» **THE TASK**
Render each line of the items below as a numbered list, leaving out the blank lines.

** Begin EXERCISE DATA **

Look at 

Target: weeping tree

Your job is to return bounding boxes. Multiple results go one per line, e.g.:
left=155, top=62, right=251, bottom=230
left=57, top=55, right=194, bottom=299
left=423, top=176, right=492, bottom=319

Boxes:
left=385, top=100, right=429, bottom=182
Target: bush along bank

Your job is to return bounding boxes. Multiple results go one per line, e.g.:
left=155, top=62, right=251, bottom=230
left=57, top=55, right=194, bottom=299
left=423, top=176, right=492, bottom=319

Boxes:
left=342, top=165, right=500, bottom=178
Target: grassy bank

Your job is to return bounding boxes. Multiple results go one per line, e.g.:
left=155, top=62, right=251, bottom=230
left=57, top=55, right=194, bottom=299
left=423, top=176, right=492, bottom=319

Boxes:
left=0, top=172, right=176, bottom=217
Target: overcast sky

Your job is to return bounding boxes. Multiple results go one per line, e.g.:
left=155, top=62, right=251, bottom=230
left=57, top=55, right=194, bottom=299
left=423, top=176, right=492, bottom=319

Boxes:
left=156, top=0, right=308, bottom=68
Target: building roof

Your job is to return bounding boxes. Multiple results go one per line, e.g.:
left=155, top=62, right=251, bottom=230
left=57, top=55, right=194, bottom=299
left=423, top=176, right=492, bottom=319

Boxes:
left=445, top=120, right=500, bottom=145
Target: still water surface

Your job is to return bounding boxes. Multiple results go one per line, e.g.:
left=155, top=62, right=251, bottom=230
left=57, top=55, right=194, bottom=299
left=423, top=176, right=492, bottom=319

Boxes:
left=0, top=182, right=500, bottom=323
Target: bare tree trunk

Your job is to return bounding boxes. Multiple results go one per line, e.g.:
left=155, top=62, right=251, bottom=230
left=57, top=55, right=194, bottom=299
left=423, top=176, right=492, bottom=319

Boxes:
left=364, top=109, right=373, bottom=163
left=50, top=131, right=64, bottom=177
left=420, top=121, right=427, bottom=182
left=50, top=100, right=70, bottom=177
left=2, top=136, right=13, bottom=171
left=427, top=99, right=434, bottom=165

** End EXERCISE DATA **

» **SOLUTION**
1. Look at 
2. Target: weeping tree
3. Your job is to return bounding boxes. Multiple results go one per line, e.g.:
4. left=155, top=62, right=251, bottom=230
5. left=57, top=55, right=194, bottom=299
6. left=423, top=176, right=492, bottom=319
7. Boxes:
8. left=385, top=100, right=429, bottom=182
9. Target: bush along bank
10. Your job is to return bounding boxes. Multiple results go one per line, e.g.:
11. left=155, top=62, right=251, bottom=230
12. left=57, top=55, right=194, bottom=299
13. left=423, top=176, right=492, bottom=319
14. Boxes:
15. left=342, top=165, right=500, bottom=178
16. Target: grassy bank
17. Your job is to return bounding boxes. Multiple results go one per line, e.g.:
18. left=155, top=62, right=251, bottom=230
19. left=57, top=55, right=194, bottom=299
20. left=423, top=176, right=492, bottom=319
21. Boxes:
22. left=0, top=172, right=176, bottom=217
23. Target: overcast sky
24. Your job is to return bounding boxes. Multiple results go one per line, e.g.:
25. left=155, top=62, right=251, bottom=230
26. left=57, top=55, right=194, bottom=299
27. left=423, top=176, right=492, bottom=319
28. Boxes:
29. left=156, top=0, right=308, bottom=68
30. Target: building roof
31. Your job is to return bounding boxes. Multiple results go one per line, e.g.:
32. left=155, top=62, right=251, bottom=230
33. left=57, top=55, right=194, bottom=299
34. left=423, top=176, right=492, bottom=319
35. Boxes:
36. left=445, top=120, right=500, bottom=145
37. Target: still water surface
38. Your job is to return bounding boxes. Multiple results go one per line, e.g.:
39. left=155, top=62, right=251, bottom=230
40. left=57, top=55, right=194, bottom=299
41. left=423, top=176, right=492, bottom=319
42. Boxes:
43. left=0, top=182, right=500, bottom=323
44. Target: bare tree trunk
45. Your job is to return bounding boxes. Multiple results go one per line, e.g.:
46. left=155, top=62, right=251, bottom=230
47. left=57, top=55, right=194, bottom=299
48. left=423, top=176, right=492, bottom=319
49. Boxes:
50. left=364, top=109, right=373, bottom=163
51. left=50, top=131, right=64, bottom=177
52. left=420, top=121, right=427, bottom=182
53. left=50, top=100, right=70, bottom=177
54. left=2, top=136, right=13, bottom=171
55. left=427, top=99, right=434, bottom=165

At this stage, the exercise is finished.